• [Exercise goal]: What is needed is an exact copy of the records below, minus any pictures.

• [Provided data]:
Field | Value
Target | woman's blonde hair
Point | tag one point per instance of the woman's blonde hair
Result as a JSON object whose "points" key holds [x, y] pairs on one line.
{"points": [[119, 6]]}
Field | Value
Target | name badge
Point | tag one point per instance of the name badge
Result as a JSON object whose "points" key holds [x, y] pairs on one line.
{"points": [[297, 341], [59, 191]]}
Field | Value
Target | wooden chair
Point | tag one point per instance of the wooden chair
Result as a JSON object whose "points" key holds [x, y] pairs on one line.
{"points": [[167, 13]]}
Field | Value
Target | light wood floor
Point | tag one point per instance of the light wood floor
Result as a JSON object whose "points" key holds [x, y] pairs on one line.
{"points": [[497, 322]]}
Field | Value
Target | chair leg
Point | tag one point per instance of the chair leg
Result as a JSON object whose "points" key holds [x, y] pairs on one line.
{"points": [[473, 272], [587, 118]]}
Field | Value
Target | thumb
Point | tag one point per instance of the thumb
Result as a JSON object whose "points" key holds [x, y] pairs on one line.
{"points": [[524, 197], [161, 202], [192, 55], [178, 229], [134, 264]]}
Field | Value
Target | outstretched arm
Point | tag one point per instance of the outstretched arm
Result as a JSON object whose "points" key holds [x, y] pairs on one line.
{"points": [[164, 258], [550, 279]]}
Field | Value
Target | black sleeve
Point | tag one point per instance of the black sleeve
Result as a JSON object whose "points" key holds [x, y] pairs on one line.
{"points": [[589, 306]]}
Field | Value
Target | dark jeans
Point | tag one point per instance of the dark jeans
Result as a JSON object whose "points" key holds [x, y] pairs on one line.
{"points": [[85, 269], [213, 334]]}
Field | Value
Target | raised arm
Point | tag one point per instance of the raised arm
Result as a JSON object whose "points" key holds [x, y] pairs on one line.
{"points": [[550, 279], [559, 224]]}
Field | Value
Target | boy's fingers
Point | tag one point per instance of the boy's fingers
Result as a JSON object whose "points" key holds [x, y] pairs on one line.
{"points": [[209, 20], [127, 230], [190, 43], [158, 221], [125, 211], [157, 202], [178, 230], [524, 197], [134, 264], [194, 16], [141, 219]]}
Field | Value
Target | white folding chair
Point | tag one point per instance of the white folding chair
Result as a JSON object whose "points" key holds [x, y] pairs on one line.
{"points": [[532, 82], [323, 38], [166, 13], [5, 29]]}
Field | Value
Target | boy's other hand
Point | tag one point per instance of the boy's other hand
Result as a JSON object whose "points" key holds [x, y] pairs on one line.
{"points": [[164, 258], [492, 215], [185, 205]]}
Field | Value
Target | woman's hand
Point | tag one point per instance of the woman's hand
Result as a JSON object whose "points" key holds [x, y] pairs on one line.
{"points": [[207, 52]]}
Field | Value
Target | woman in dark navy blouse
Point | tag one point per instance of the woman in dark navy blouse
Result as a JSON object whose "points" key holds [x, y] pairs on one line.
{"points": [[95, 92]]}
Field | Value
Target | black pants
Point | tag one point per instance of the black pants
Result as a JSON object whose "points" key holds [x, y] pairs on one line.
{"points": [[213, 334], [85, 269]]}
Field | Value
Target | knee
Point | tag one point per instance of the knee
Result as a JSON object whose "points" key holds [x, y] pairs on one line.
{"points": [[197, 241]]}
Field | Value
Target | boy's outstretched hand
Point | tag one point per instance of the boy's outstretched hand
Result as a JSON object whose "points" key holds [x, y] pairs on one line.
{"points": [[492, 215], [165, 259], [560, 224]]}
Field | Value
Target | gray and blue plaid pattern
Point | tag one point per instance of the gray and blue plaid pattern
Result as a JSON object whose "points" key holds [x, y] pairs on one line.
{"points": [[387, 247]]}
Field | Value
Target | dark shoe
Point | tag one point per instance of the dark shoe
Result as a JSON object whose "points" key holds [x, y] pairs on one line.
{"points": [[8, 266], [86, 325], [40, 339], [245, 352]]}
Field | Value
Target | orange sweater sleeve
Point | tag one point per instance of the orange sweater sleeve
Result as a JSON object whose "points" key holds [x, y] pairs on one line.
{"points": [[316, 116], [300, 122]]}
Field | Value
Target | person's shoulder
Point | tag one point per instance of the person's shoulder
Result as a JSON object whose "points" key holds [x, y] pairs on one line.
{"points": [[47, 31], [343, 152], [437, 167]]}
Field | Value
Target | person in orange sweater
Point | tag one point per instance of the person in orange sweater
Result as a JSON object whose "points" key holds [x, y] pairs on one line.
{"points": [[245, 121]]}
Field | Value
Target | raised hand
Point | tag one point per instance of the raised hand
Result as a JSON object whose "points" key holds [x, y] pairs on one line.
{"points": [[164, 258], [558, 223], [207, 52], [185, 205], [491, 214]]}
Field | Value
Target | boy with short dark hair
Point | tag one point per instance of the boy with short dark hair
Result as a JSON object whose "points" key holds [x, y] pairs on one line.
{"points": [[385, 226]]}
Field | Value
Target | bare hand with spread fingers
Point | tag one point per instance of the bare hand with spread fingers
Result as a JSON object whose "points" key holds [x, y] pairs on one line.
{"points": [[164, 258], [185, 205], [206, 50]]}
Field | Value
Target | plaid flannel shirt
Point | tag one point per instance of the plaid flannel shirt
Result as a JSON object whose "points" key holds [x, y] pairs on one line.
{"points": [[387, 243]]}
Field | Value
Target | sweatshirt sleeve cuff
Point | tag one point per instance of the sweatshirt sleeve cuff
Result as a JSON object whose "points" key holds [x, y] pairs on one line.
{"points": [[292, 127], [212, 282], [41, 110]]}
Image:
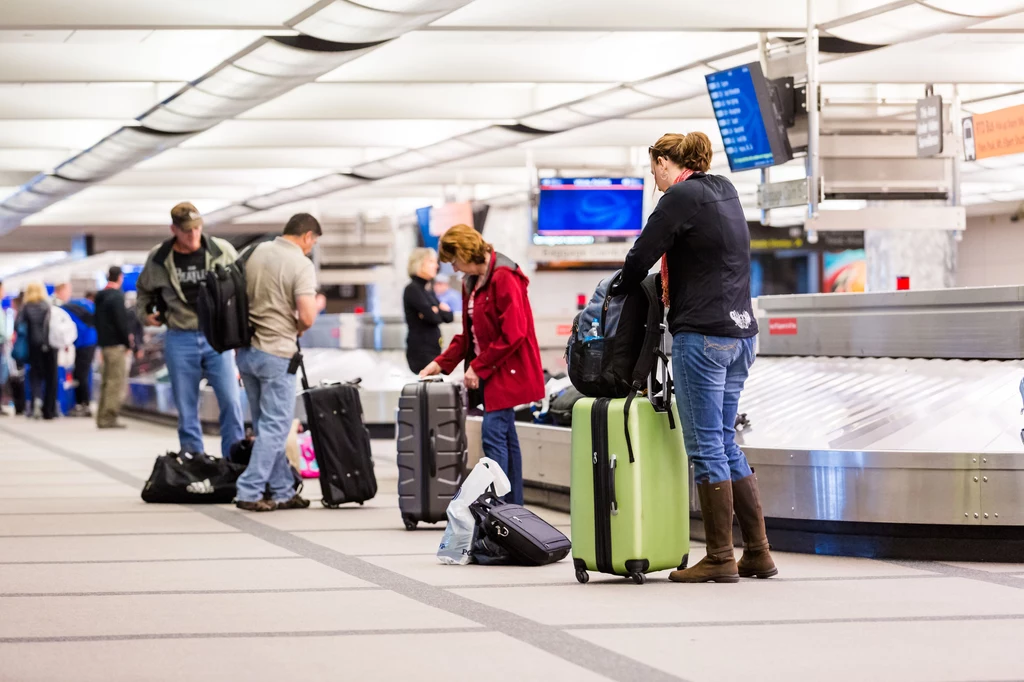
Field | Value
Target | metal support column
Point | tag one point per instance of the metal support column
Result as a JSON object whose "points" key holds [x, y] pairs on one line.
{"points": [[765, 172], [813, 125], [954, 125]]}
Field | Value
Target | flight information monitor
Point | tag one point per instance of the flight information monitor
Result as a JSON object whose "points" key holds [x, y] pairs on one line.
{"points": [[590, 207], [750, 119]]}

• [Answer for the task]:
Field | Value
Target | woman's blonde hair
Point | tag one point per instance of the woman's blonde hair
Result as a JSON object whose "points" key holds [x, y] pairs on one line.
{"points": [[119, 6]]}
Field | Value
Target | name badge
Point | tag one point per instance of the name badge
Result as a JSON object whose "points" key holds [x, y] pairs on one line.
{"points": [[297, 341], [59, 191]]}
Field | Value
Target | wooden chair
Point | tag one point per instance of the wooden chair
Result as a JSON object whose "points" key holds [x, y] pairs on one line.
{"points": [[167, 13]]}
Field | Value
Target | light wood floor
Point | tag one point per instance of the light wood floor
Result as a JSON object whose "points" key holds [x, y] pairs on one line.
{"points": [[497, 322]]}
Field | Value
Target | chair leg
Point | tag one point per instance of the chair leg
Result as a JSON object whose "points" key holds [x, y] pairs on one line.
{"points": [[473, 272], [587, 118]]}
Field | Value
Target | thumb
Point | tag one point per instance of the thumb
Result as a JSON object whose "points" key holds [x, y] pairs on one line.
{"points": [[524, 197], [161, 202], [192, 55], [178, 229], [134, 264]]}
Field | Value
Target | outstretched arm
Point | tag one point per instance of the outstretched arm
Result as a JSON object whose "points" key holds [x, y] pairs on one line.
{"points": [[164, 258], [550, 279]]}
Field | Value
Target | black sleeve
Point | tag one point per instance of the black sleeve
Result as a JSON object whose "points" key holds [x, y] pairs on one line.
{"points": [[589, 306]]}
Field | Value
Target | dark jeans
Point | tag one point per instance of the dark jeans
Result as a JSON object whose "points" key holds [x, y] pairs on one line.
{"points": [[85, 269], [213, 334]]}
Field | Value
Target | raised arm
Point | tag one point per instance of the raised arm
Result as a JSON object whose "points" key holds [x, y] pairs on one line.
{"points": [[550, 279], [559, 224]]}
Field | Value
Target | boy's fingers
Point | tag one point per instance of the boy's fingers
Result as a JSON object whose "points" key holds [x, y] pairs on one line.
{"points": [[209, 20], [127, 230], [190, 43], [158, 221], [125, 211], [157, 202], [178, 230], [524, 197], [134, 264], [194, 16], [141, 219]]}
Field | Value
Target | white folding chair
Point | tag one point per instance of the white folding chair
Result as a JSON object whose "points" key holds [x, y] pairs on one line.
{"points": [[532, 82], [323, 38], [166, 13], [5, 29]]}
Field | Value
Target | boy's other hand
Point | tag one point per instance of the boy's other hand
Result as a JSON object whose "points" key holds [x, y] pairs on one line.
{"points": [[164, 258], [492, 215], [185, 205]]}
Field | Value
Target | woman's hand
Point | tag one point per instance of the woman's hand
Result as a JSON object whose "points" key holds [x, y] pairs on one line.
{"points": [[207, 52]]}
Field | Value
Target | woman in dark navy blouse
Point | tag one point per instance of the woman in dark navy blouse
Result as a JSON object whose "points" key holds [x, y] pairs on one line.
{"points": [[95, 92]]}
Field | Value
Target | black pants
Point | tag one point per instance of the black pants
Result as a JSON object whose "points" key holds [x, y] pairs on one line.
{"points": [[213, 334], [85, 269]]}
Field | Value
Target | knee
Point | tag one point per instance of the knee
Result as a JSON object whose "points" key holds [x, y] pairs on one line.
{"points": [[197, 241]]}
Field | Value
Target | boy's outstretched hand
Point | tag one point per instance of the boy's outstretched hand
Result as a JSON object whose "points" key holds [x, y] pairs on one line.
{"points": [[492, 215], [165, 259], [560, 224]]}
Field | Value
Target | gray and blue plaid pattern
Point | tag one point per instance of the gray and blue plaid pattern
Result as a JSON object whose "points" key holds [x, y] pairs on one line.
{"points": [[387, 247]]}
Field | Value
Target | dark shoe
Point | tag one point per instance of the dark shoe
Result as a JSON object whose "points" key holds [x, y] pairs on one line.
{"points": [[8, 266], [86, 325], [40, 339], [245, 352]]}
Field | Value
Target | orange sweater sleeve
Point | tag one point per instance of the orange sweater sleeve
Result as a JSON object whose "points" key holds [x, y] pairs on one line.
{"points": [[316, 116], [300, 122]]}
Field | Value
Target | person's shoulder
Point | tag one point per instance of the person's shoulder
Result as a JSON object whose "points" key holds [x, y] pairs on one line.
{"points": [[47, 31], [343, 152], [437, 167]]}
Field | Value
Target | person in orange sweater
Point | tag one point per instance of the person in orange sweater
Result as a JSON object whose "points" key holds [x, y] pairs on one line.
{"points": [[245, 121]]}
Field | Value
Target | raised hand
Point | tag one point per instance of the raised hand
Result as a JSON object whose "points" key holds [x, y] pairs on one line.
{"points": [[164, 258], [558, 223], [207, 52], [185, 205], [491, 214]]}
Field | Value
Target | boy with short dark hair
Point | tag one point per instance of the boy with short dark hair
Result as a JSON object whose "points" key holds [x, y] pairs on one line.
{"points": [[385, 226]]}
Field | Value
Target | bare hand with spread fingers
Point | tag one point per instance of the bare hand with spread fingers
Result as a JSON object whose "points" key holds [x, y] pairs on one line.
{"points": [[164, 258], [185, 205], [206, 50]]}
Field | Value
Target | plaid flannel shirt
Point | tag one point per instance of the plaid flannel shirt
Result as a JSON object whose "points" key holds [x, y] pairs on one line.
{"points": [[387, 243]]}
Field | Value
Target | sweatshirt sleeve cuff
Point | tag one point per instance of the sweatshirt sleeve cuff
Result as a JSON object whose "points" key holds [x, y] pairs on one line.
{"points": [[292, 127], [212, 282], [41, 110]]}
Image:
Field | Value
Target | metal support column
Point | tag one point per instance of the metal support column
Result as a JSON object whose "points" key holds [x, y] pairs on one line.
{"points": [[765, 172], [813, 125], [954, 125]]}
Field | Value
Target | flight information monitor
Point | tag one point per instance of the flight information monitor
Result as a JSON object whose "points" key holds [x, y] pairs on one line.
{"points": [[590, 207], [750, 119]]}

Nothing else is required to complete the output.